» Instructions to follow
Without the pictures, output all of the data exactly.

Start of Information

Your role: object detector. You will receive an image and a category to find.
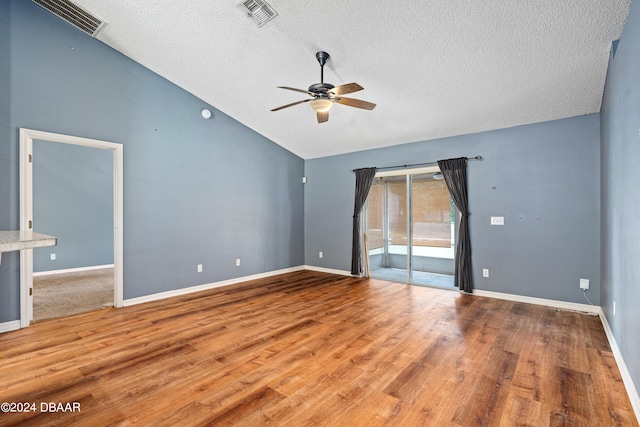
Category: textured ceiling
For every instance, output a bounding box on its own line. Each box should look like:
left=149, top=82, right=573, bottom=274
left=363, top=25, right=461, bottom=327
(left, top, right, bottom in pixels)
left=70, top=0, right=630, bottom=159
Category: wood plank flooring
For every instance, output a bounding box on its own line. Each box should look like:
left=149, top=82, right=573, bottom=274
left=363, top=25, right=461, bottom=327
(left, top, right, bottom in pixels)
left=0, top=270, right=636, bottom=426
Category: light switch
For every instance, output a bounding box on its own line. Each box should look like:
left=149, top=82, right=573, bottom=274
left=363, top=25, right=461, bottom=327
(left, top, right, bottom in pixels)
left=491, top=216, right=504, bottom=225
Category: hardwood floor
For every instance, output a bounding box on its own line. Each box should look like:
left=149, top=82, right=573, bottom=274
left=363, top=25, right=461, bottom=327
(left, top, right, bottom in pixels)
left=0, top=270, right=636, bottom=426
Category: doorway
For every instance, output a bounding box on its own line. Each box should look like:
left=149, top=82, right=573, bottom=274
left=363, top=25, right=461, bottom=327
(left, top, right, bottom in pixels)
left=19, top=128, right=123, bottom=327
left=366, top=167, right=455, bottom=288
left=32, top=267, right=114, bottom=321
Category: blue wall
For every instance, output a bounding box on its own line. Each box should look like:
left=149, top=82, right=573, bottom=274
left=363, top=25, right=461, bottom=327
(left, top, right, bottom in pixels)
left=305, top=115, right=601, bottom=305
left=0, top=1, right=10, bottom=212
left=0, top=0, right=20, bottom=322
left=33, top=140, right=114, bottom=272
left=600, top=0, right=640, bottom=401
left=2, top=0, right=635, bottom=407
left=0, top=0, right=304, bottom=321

End of Information

» Your solution
Your role: object detector. You will receive an image and a category to find.
Category: textured ceiling
For every instance, output a bounding box on its own line. Each box should look like:
left=149, top=82, right=573, bottom=274
left=363, top=25, right=461, bottom=327
(left, top, right, bottom in pixels)
left=70, top=0, right=630, bottom=159
Category: wood plank flooring
For every instance, output a bounding box on its own line. Each box should look like:
left=149, top=82, right=573, bottom=274
left=363, top=25, right=461, bottom=327
(left, top, right, bottom in pixels)
left=0, top=270, right=636, bottom=426
Category: light switch
For every instance, output a bounding box on its own line. Each box should look like:
left=149, top=82, right=573, bottom=274
left=363, top=25, right=461, bottom=327
(left, top, right, bottom in pixels)
left=491, top=216, right=504, bottom=225
Category: hardwood floor
For every instance, output a bounding box on its own line. Each box should look like:
left=149, top=82, right=573, bottom=274
left=363, top=25, right=461, bottom=327
(left, top, right, bottom in pixels)
left=0, top=270, right=636, bottom=426
Category: doorway
For every instance, output a bounding box on its own line. Each box should look like:
left=149, top=82, right=573, bottom=274
left=363, top=25, right=461, bottom=327
(left, top, right, bottom in pixels)
left=19, top=128, right=123, bottom=327
left=366, top=167, right=455, bottom=288
left=32, top=267, right=114, bottom=321
Category: blue wall
For every instance, output a bounding box on its own line. Each box should look like:
left=149, top=82, right=573, bottom=274
left=363, top=25, right=461, bottom=327
(left, top, right, bottom in pixels)
left=305, top=115, right=601, bottom=305
left=0, top=1, right=10, bottom=212
left=0, top=0, right=20, bottom=322
left=33, top=140, right=114, bottom=272
left=600, top=0, right=640, bottom=401
left=2, top=0, right=635, bottom=407
left=0, top=0, right=304, bottom=321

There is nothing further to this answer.